Saved entries
##########

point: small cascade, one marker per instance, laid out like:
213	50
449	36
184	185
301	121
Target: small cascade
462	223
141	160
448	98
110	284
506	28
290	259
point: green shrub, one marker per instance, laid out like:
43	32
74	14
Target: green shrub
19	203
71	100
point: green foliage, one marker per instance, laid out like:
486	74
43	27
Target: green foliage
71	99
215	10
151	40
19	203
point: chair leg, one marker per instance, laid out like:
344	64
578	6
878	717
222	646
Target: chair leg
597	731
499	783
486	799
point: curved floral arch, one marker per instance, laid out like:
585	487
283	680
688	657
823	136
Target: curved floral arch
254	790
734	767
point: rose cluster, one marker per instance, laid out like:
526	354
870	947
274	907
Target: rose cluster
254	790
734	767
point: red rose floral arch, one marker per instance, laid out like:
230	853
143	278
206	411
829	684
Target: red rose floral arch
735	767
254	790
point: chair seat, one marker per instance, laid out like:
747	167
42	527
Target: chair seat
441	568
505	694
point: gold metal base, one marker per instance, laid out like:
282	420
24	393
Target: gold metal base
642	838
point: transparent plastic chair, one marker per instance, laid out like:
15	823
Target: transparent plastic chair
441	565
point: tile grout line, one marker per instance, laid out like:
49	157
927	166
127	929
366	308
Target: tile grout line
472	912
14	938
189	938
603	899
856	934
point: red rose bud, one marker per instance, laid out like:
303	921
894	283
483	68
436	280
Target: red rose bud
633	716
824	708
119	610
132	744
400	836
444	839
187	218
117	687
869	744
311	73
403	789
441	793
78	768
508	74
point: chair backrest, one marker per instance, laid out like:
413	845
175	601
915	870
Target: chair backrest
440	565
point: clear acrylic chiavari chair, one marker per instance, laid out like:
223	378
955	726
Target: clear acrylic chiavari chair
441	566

##########

● Assignment
Each record must be restated word for word, including the last line.

● Finished exercise
point: small cascade, one marker per instance, laid out like:
213	50
449	36
184	185
301	121
Target: small cascade
462	223
141	160
448	98
110	284
506	28
290	259
point: green shrub, one marker per instance, laid out like:
43	32
74	14
Target: green shrub
19	203
71	100
point: green foliage, one marker per instance, laid out like:
486	74
43	27
Target: green foliage
71	99
215	10
151	40
19	203
point: chair leg, one marker per instance, laid out like:
344	64
578	6
878	717
222	646
Target: chair leg
597	731
499	783
486	799
point: curved floral arch, one marker per instance, laid out like:
585	487
283	680
688	657
823	136
Target: curved floral arch
254	790
734	767
point: rose cluster, one marker per instance, laid out like:
526	354
870	947
274	907
Target: rose cluster
254	790
734	767
point: red rose floral arch, one marker per instance, laid out like:
230	853
143	278
206	411
829	684
Target: red rose floral arch
735	767
254	790
point: chair seat, one marker per instance, laid out like:
747	167
42	527
Target: chair seat
441	568
505	694
point: gold metal base, one marker per instance, laid out like:
282	420
24	393
Target: gold metal base
642	838
point: transparent plastic chair, one marker per instance, laid out like:
15	823
Target: transparent plastic chair
441	565
point: tile grout line, one marker per instance, laid out like:
49	157
927	166
127	929
366	308
Target: tile grout line
472	912
14	938
189	938
603	899
856	934
point: red rose bud, one marker per instance, laid out like:
303	921
894	283
483	68
436	280
Target: red rose bud
633	716
824	708
119	610
132	744
400	836
444	839
187	218
117	687
869	744
311	73
403	789
441	793
78	768
508	74
point: chair backrest, one marker per instance, laid out like:
413	845
175	601
915	870
Target: chair backrest
440	565
point: clear acrylic chiavari chair, one marker per instance, laid out like:
223	378
955	726
Target: clear acrylic chiavari chair
441	566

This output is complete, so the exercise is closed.